:: EXERCISE INSTRUCTIONS ::
- A) From the passage about pulmonary hypertension, copy word for word the part starting at "She was referred" and ending at "203 lung transplants.".
- B) In the passage about pulmonary hypertension, why did Vanessa want a transplant even though her consultant was reluctant? Answer in one to three sentences.

:: PASSAGE ::
In 2005, Vanessa Bradley was struggling to keep up in her twice-weekly gym sessions. Thinking it was just a sign of getting older – she was 32 – she committed to more classes. Instead of getting better, however, her fitness rapidly declined. After numerous frustrating visits to her GP, who initially dismissed her symptoms as asthma, Vanessa eventually had an echocardiogram (a sonogram of the heart) and saw a consultant. At the appointment, she was told she had idiopathic pulmonary hypertension, a terminal illness. “I was in complete shock, I couldn’t take it all in. I thought I would just have some virus and I’d take some tablets and get better.”
Pulmonary hypertension (PH) affects 4,000-5,000 people in the UK. In sufferers of the condition, blood pressure within the pulmonary vessels that supply the lungs is raised, which can damage the heart and make it less efficient. Although it can be managed by a strict drug regime, there is currently no cure and the condition gradually gets worse over time.
Over the next seven years, Vanessa took increasing quantities of drugs to help manage her symptoms. By 2012, her health had started to go rapidly downhill. She began to experience irregular heartbeats, and underwent electric shock therapy. She was put on a drug called Flolan, which had to be administered intravenously 24 hours a day – and was told she’d take it for the rest of her life. Given 10 years to live at most, Vanessa asked whether a transplant was possible. Her consultant wasn’t keen because of the risk, but Vanessa felt it was her “only option as I was going to die anyway – I wanted my life back”.
She was referred to Harefield hospital in Middlesex, a leading UK cardiothoracic transplant centre. She was told that the right side of her heart was so enlarged she would struggle to survive a double-lung transplant, and that the chances of getting a simultaneous heart and double-lung transplant were very slim. Only eight such transplants had been performed in the UK in the previous year, compared with 203 lung transplants.

:: DATASET ENTRIES ::
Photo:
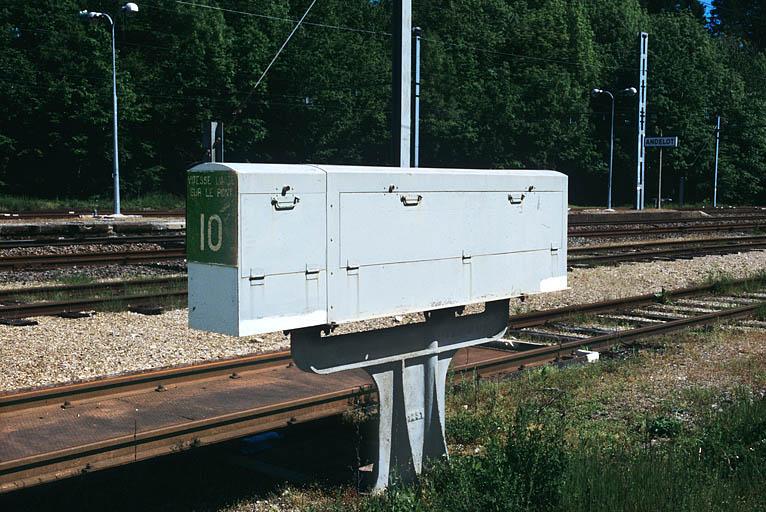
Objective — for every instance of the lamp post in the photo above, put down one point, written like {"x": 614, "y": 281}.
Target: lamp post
{"x": 630, "y": 91}
{"x": 128, "y": 8}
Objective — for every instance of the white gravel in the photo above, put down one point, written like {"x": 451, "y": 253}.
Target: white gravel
{"x": 61, "y": 350}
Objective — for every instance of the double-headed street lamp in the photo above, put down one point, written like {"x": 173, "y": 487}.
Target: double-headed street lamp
{"x": 128, "y": 8}
{"x": 630, "y": 91}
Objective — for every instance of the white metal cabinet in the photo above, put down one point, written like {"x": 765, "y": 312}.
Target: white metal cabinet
{"x": 290, "y": 246}
{"x": 410, "y": 240}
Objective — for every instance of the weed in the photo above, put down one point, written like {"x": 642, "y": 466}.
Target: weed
{"x": 664, "y": 426}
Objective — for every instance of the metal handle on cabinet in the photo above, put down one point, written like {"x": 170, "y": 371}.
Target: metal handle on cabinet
{"x": 285, "y": 202}
{"x": 411, "y": 200}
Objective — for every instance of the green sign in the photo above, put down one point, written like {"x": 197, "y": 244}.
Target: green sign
{"x": 211, "y": 217}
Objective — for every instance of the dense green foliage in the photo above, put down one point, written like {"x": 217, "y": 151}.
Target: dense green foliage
{"x": 505, "y": 84}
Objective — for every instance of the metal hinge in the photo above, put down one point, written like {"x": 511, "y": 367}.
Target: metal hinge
{"x": 517, "y": 199}
{"x": 257, "y": 277}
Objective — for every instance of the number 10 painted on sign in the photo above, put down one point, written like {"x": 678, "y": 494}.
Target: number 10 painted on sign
{"x": 215, "y": 247}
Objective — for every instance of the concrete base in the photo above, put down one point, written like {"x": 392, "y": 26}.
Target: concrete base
{"x": 409, "y": 365}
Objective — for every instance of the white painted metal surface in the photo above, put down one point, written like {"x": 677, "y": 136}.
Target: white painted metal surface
{"x": 316, "y": 245}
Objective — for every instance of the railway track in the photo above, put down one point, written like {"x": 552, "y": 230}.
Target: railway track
{"x": 172, "y": 239}
{"x": 589, "y": 256}
{"x": 95, "y": 258}
{"x": 62, "y": 431}
{"x": 27, "y": 302}
{"x": 578, "y": 256}
{"x": 712, "y": 219}
{"x": 38, "y": 301}
{"x": 73, "y": 214}
{"x": 655, "y": 228}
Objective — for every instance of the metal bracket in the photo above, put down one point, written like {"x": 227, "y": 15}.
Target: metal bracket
{"x": 285, "y": 202}
{"x": 409, "y": 365}
{"x": 411, "y": 199}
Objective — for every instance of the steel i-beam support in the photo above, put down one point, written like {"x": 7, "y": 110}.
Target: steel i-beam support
{"x": 409, "y": 365}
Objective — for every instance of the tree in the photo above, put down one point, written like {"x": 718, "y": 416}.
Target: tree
{"x": 742, "y": 19}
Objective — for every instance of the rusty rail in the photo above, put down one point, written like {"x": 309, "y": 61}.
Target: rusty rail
{"x": 148, "y": 414}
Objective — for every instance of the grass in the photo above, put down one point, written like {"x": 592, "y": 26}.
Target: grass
{"x": 600, "y": 437}
{"x": 158, "y": 201}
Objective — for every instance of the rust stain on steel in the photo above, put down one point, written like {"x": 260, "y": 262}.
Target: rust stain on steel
{"x": 118, "y": 425}
{"x": 50, "y": 442}
{"x": 137, "y": 381}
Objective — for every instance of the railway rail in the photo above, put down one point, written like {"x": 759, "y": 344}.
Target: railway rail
{"x": 62, "y": 431}
{"x": 38, "y": 301}
{"x": 584, "y": 255}
{"x": 171, "y": 239}
{"x": 94, "y": 258}
{"x": 73, "y": 214}
{"x": 667, "y": 249}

:: RESPONSES IN ORDER ::
- A)
She was referred to Harefield hospital in Middlesex, a leading UK cardiothoracic transplant centre. She was told that the right side of her heart was so enlarged she would struggle to survive a double-lung transplant, and that the chances of getting a simultaneous heart and double-lung transplant were very slim. Only eight such transplants had been performed in the UK in the previous year, compared with 203 lung transplants.

- B) Vanessa had been given at most 10 years to live, so she saw a transplant as her "only option" because she was going to die anyway and wanted her life back. Her consultant was reluctant because of the risk.